→ **TASK STATEMENT**: Recast all of the material below as a numbered list, leaving out any blank lines.

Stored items
· · · · · · ·

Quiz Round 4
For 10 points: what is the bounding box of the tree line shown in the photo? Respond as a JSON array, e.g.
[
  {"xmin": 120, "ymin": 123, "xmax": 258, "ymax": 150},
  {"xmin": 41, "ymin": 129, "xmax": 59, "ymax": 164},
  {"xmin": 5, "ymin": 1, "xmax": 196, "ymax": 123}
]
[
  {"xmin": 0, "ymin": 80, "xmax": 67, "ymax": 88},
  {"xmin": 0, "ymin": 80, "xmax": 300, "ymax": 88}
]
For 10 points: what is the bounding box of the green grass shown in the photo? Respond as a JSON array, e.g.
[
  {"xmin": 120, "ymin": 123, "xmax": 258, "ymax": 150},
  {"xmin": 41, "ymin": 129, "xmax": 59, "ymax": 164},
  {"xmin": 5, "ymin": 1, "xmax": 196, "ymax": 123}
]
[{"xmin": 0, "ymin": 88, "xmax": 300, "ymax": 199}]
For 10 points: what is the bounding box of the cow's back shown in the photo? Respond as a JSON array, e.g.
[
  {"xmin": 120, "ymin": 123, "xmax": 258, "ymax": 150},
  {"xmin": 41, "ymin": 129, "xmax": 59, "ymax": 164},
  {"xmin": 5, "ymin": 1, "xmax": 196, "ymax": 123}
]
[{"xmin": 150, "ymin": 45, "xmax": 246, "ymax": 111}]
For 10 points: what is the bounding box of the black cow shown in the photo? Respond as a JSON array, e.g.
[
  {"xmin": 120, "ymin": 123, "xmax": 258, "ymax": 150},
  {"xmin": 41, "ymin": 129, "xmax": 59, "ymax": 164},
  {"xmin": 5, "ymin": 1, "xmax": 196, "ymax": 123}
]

· · · · · · ·

→ **RESPONSE TO THE TASK**:
1. Quiz Round 4
2. For 10 points: what is the bounding box of the tree line shown in the photo? Respond as a JSON array, e.g.
3. [
4.   {"xmin": 120, "ymin": 123, "xmax": 258, "ymax": 150},
5.   {"xmin": 41, "ymin": 129, "xmax": 59, "ymax": 164},
6.   {"xmin": 5, "ymin": 1, "xmax": 196, "ymax": 123}
7. ]
8. [
9.   {"xmin": 0, "ymin": 80, "xmax": 67, "ymax": 88},
10.   {"xmin": 0, "ymin": 80, "xmax": 300, "ymax": 88}
11. ]
12. For 10 points: what is the bounding box of the green grass shown in the photo? Respond as a JSON array, e.g.
13. [
14.   {"xmin": 120, "ymin": 123, "xmax": 258, "ymax": 150},
15.   {"xmin": 41, "ymin": 129, "xmax": 59, "ymax": 164},
16.   {"xmin": 5, "ymin": 1, "xmax": 196, "ymax": 123}
17. ]
18. [{"xmin": 0, "ymin": 88, "xmax": 300, "ymax": 199}]
19. For 10 points: what is the bounding box of the cow's back shown in the photo? Respond as a JSON array, e.g.
20. [
21.   {"xmin": 120, "ymin": 123, "xmax": 258, "ymax": 150},
22.   {"xmin": 41, "ymin": 129, "xmax": 59, "ymax": 164},
23.   {"xmin": 5, "ymin": 1, "xmax": 196, "ymax": 123}
24. ]
25. [{"xmin": 150, "ymin": 45, "xmax": 246, "ymax": 111}]
26. For 10 points: what is the bounding box of the black cow shown in the photo? Respond as a JSON array, e.g.
27. [
28.   {"xmin": 120, "ymin": 123, "xmax": 258, "ymax": 150},
29.   {"xmin": 41, "ymin": 129, "xmax": 59, "ymax": 164},
30.   {"xmin": 5, "ymin": 1, "xmax": 196, "ymax": 123}
31. ]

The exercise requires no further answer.